▸ Passage
# The First Chamber Piece I have ever really enjoyed.



## Varick

Maybe it's age, and we all know that tastes change throughout our years. Maybe it's because I never explored chamber music enough (even though I have probably listened to approx 40-50 or so pieces). So much music, so little time, but Chamber Music has mostly bored me throughout my life, but I just finished listening to a piece with upon first hearing, I must say, I kind of fell in love:

Dvorak's Piano Quintet in A, Op. 81 - Sviatoslov Richter & The Borodin Quartet. The 2nd movement just spell-binded me and the rest of it was just fantastic. 

Who knows of this is an anomaly or if this is the start of enjoying more Chamber music. I've listened to a few of Brahms chamber pieces that I thought were quite listenable, but still never found anything to write home about. Before this piece I listened to Dvorak's Piano Quintet in A, Op. 5 by the same players and it did absolutely nothing for me. Just wanted to share a new love of a piece. Cheers!

▸ Record extracts
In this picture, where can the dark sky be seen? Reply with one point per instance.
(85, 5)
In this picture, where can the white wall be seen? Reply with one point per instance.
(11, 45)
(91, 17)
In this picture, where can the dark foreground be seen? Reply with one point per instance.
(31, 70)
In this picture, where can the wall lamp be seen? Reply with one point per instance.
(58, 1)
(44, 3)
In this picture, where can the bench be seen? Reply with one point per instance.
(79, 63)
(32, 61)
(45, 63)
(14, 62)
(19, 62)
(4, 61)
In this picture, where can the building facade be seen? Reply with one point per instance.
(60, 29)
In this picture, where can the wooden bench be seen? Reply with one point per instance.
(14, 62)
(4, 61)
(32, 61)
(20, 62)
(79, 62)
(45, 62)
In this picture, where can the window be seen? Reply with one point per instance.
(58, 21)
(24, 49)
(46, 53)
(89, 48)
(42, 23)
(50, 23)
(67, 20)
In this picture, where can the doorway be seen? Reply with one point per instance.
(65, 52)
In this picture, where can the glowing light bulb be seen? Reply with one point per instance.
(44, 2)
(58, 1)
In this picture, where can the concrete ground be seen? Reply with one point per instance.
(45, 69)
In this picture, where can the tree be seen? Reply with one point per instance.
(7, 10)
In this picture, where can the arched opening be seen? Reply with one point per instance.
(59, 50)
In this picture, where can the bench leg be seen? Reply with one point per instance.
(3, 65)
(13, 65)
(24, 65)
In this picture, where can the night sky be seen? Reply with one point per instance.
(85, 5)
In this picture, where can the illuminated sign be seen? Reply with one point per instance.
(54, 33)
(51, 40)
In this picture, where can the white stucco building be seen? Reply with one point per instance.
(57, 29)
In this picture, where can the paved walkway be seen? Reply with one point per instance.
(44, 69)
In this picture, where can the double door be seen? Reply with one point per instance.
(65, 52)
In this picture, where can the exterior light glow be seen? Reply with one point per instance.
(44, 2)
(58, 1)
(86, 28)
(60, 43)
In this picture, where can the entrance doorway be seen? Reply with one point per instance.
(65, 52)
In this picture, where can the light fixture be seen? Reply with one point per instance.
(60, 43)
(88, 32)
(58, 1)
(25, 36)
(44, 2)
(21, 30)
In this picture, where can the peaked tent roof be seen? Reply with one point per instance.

...

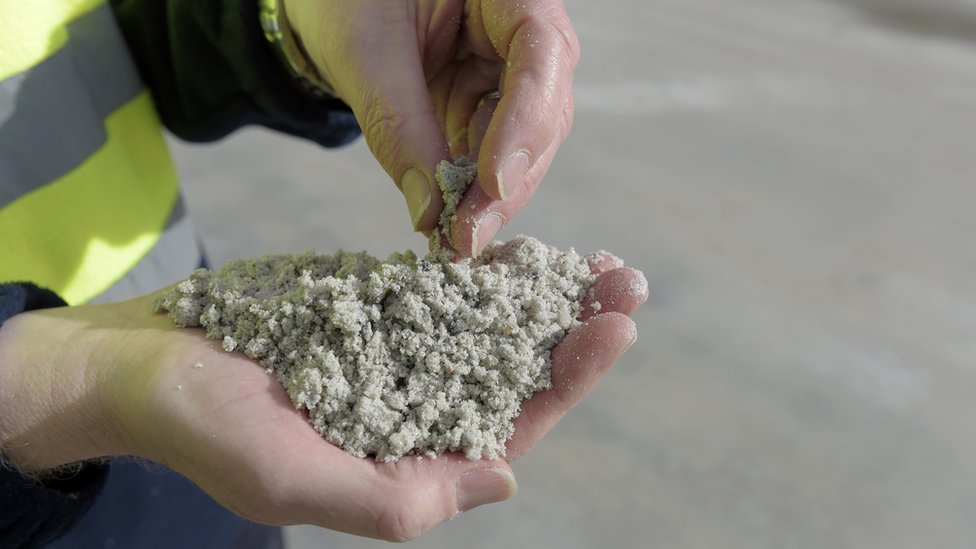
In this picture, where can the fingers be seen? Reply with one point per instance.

▸ Stated problem
Pick up the forum post about first enjoying chamber music and continue it from its final sentence.

▸ Output of the exercise
V


----------



## Allegro Con Brio

I think this is one of the all-time masterpieces of chamber music. The opening theme of the first movement is simply spellbinding and it doesn't get any less interesting from there. So many of Dvorak's works are sadly underappreciated.


----------



## Open Book

This is one of the first pieces that got me into chamber music, too. It's a gateway piece. Direct and easy to listen to, but with a lot going on.

You'll find others.


----------



## juliante

Yes one of the most engaging of all chamber pieces I agree. But surely the first of many favourites for you going forward. Try Franck's Violin Sonata, stay with it all through.


----------



## Skakner

I think that it was either an early Beethoven Trio or a Brahms Quartet, both with Beaux Arts Trio, that made me further explorer the genre.


----------



## eljr

I have no clue what it was but when I was in college.... I had never been exposed to classical music at all, of any kind. 

As I said, I don't know what was played but I sat in the school theater, I still don't recall how or why I stumbled in, and a chamber orchestra came out and played. I was completely mesmerized... blown away at the sounds. 

I loved it beyond words.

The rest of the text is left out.